— What you are asked to do —
Quote the listing below in full and exactly as written, but omit every picture.

— Dataset excerpts —
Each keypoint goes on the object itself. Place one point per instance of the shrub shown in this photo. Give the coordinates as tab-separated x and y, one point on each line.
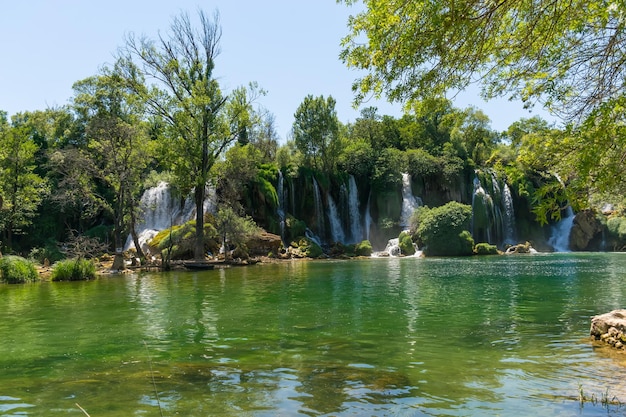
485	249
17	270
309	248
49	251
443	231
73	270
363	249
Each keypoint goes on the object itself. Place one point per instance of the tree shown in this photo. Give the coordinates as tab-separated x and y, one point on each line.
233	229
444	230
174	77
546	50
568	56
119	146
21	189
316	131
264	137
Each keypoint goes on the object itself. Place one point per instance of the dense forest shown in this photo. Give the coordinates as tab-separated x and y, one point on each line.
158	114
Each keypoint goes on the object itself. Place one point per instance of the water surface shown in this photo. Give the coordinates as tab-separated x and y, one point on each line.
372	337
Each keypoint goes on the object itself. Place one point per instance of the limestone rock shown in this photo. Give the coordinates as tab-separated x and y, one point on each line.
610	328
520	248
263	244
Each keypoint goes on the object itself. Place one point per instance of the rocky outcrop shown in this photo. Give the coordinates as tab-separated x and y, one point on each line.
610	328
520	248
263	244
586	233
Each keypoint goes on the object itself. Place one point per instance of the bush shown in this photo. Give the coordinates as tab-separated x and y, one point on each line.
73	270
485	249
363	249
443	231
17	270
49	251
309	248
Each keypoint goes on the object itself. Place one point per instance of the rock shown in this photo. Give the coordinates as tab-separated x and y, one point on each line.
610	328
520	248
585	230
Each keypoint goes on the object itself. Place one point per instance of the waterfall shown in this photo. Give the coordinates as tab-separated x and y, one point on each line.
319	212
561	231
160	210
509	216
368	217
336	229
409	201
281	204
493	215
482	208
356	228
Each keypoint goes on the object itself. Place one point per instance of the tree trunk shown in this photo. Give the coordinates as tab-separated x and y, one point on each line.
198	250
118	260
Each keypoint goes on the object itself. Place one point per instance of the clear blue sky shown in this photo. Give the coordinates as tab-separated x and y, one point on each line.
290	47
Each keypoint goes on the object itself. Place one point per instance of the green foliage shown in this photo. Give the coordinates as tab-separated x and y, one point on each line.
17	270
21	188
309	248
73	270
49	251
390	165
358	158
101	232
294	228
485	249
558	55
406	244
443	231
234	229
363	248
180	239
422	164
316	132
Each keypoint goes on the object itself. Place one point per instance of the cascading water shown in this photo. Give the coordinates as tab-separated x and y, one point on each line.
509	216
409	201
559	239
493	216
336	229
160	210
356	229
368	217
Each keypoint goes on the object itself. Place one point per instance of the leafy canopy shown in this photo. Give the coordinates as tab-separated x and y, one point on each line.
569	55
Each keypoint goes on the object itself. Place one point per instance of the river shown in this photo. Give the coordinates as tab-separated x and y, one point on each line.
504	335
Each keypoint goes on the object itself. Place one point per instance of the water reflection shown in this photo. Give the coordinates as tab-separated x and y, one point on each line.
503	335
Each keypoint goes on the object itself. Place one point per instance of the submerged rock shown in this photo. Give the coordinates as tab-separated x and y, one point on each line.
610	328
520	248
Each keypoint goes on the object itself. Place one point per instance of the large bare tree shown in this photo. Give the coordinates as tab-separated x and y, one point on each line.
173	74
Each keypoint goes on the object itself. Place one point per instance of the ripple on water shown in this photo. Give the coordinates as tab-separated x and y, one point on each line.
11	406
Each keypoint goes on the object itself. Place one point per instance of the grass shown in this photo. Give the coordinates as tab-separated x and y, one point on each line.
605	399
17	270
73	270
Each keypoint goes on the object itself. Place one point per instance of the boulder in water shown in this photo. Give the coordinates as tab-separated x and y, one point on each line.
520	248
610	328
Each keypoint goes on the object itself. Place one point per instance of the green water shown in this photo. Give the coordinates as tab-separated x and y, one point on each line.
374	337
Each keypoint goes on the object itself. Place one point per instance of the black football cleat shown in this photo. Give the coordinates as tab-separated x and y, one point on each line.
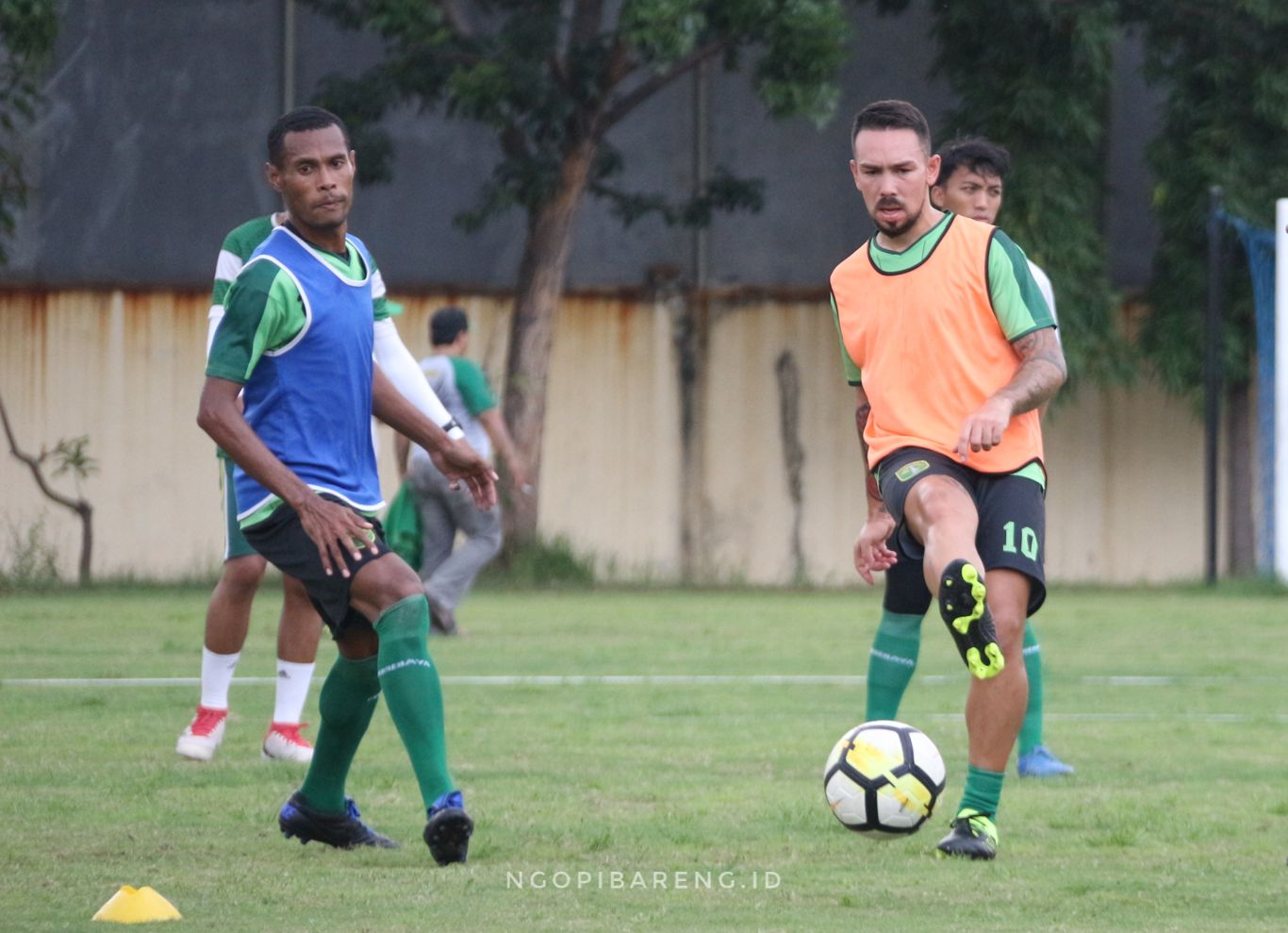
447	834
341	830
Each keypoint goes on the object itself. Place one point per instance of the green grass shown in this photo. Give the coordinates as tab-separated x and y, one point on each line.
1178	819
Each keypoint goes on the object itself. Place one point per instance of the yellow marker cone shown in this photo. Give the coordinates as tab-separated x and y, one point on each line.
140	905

— Exercise output —
Each keypoint goes on the object itself. Place one point per instance of the shrub shown in this photo. Give the coordinates as tab-separated x and y, one point on each line.
485	249
17	270
309	248
49	251
443	231
73	270
363	249
Each keypoint goes on the object itself. Place one point per instance of the tree shown in this photo. Give the coordinates as tab-separated x and y, one point on each line.
233	229
444	230
174	77
546	50
568	56
119	146
21	189
316	131
264	137
Each keypoint goes on the object itself. Place one point per instance of the dense forest shown in this photo. Give the coordinates as tab-separated x and y, one point on each line.
158	114
Each keypoint goes on the object itself. Place one point per instance of the water surface shown in this photo. Give the coordinates as tab-separated x and y, one point on each line.
372	337
Each keypoint goes on the object itself. Place one point per instance of the limestone rock shown in this photo. Give the coordinates as tab-separated x and y, one point on each line.
610	328
520	248
263	244
Each keypoint goes on the object itself. Place one point per instance of the rocky outcrop shown in this photo. Give the coordinates as tab-separated x and y, one point on each line.
610	328
520	248
263	244
586	233
Each keypoint goes on the object itself. Place one point per instance of the bush shown in this photo. Give the coordinates as tab-separated x and y, one point on each line.
73	270
485	249
363	249
443	231
17	270
49	251
309	248
Each keypoint goes on the object itself. Place one point per instance of the rock shown in this photo. Give the coordinates as tab-separated x and y, one point on each line.
610	328
520	248
585	230
Each keypoint goes on the object itself. Place one point per instance of the waterfall shown in this photo. Give the coordinates as tab-separated x and y, one point on each line.
319	212
561	231
160	210
509	216
368	217
336	229
409	201
281	204
493	215
482	208
356	228
Each keypoint goes on the object itself. Place one point per instance of the tree trunk shown in this photo. Give the coordinates as tab-separated x and y, one point on each line.
198	250
118	260
Each keypoint goes on the object itself. Place one point per instance of the clear blue sky shown in this photo. Give the coordinates as tab-separated x and y, one point on each line.
290	47
Each keypoint goes on the object itself. Place one point per instance of the green foliage shown in this photo. Give the coordinates as tab-separated x and y, one point on each line.
17	270
21	188
309	248
73	270
49	251
390	165
358	158
101	232
294	228
485	249
558	55
406	244
443	231
234	229
363	248
180	239
422	164
316	132
Each keypoint goes on the object itself. Place one point per instance of the cascading water shown in this photo. Give the coordinates as tab-separated x and y, one point on each line.
509	216
409	201
559	239
493	216
336	229
160	210
356	229
368	217
Each keypoint goes on the object itself. Place one point per instance of the leafy canopy shown in this photo. Give the coordinates as tab-separated x and y, one point on each line.
569	55
Each keypoint goes on the object itself. Place one point per instance of the river shown in this photo. Give the coordinates as tab-separated x and y, one point on each line.
504	335
Each keypoint goes on the object itself. Place one point per instance of the water reflection shown in this photo. Give the coordinates as tab-separated x and y, one point on each line.
503	335
Each keypoint goes on the object itself. Place one point per instance of the submerged rock shown in this photo. Give the coordinates as tab-separated x and y, one point on each line.
610	328
520	248
Each keypoint goes on the object itself. Place one point per instance of the large bare tree shown in this photo. Give the coordinates as tab-separated x and y, one point on each line.
173	74
Each keypoint goes on the object itself. Place one point per instance of the ripple on water shown in this photo. Give the coordinates as tab-separated x and y, one point on each line.
11	406
Each keypoint goes on the object itself. Place one point per instance of the grass shown in this photo. Give the coordinates as tab-separated x and y, one point on each line.
605	399
17	270
73	270
Each keypoint goes on the object itself. Place one point per instance of the boulder in water shown in this photo. Give the coordinates as tab-separated x and y, one point on each line.
520	248
610	328
Each keypoint goes on the object itself. Place one point per instance of the green water shown in this photo. Give the coordinates as tab-separated x and y, one point on each line.
374	337
Each keypoint goes on the object itself. Place one point per instance of the black football cleat shown in this photo. Give the coordinates as tab-separated x and y, one point on each line.
447	834
341	830
Each keypoint goes on the object itself. Place one point per instance of the green grass shown in this photo. Give the coordinates as tab-separated x and y, one point on each line.
1178	819
Each keypoint goes on the object itself. Place one point per instance of the yellow marker cone shown in this photo. Give the coordinates as tab-separated x and y, one point on each line.
140	905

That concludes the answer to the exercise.